- _PROVIDED INFORMATION_:
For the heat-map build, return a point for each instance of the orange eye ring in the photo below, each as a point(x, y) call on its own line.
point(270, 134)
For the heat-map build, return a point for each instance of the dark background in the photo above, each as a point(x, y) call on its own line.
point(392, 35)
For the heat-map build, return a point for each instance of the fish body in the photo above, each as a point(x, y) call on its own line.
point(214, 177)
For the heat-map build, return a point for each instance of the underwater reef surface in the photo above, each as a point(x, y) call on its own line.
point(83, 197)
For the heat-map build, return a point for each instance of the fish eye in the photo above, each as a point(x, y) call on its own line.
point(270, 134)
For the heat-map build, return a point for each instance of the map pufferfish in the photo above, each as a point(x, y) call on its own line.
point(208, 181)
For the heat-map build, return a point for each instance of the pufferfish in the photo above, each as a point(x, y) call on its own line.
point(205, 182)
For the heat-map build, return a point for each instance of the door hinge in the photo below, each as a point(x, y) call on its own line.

---

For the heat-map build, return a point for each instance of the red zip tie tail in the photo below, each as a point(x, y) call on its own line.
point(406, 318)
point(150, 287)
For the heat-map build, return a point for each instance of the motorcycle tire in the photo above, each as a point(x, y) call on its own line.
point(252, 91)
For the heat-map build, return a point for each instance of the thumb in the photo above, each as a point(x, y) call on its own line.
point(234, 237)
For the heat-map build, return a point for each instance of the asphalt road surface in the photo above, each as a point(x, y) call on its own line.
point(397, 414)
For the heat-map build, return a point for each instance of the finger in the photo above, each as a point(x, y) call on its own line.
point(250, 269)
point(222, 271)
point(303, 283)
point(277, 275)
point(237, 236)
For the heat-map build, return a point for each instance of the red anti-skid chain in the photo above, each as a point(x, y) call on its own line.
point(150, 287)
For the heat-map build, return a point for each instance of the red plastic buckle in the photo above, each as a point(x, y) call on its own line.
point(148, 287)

- _EXERCISE AIM_: Give back exactly the lines above starting at the line where "of the pufferfish" appears and ending at the line where "of the door" appears, both included, with no other lines.

- _TASK SOLUTION_:
For the heat-map build, return a point for each instance of the pufferfish in the photo above, each as a point(x, y) call on its own line.
point(205, 182)
For the heat-map build, return a point for each instance of the door hinge in the photo below, each as a point(x, y) call on its own line.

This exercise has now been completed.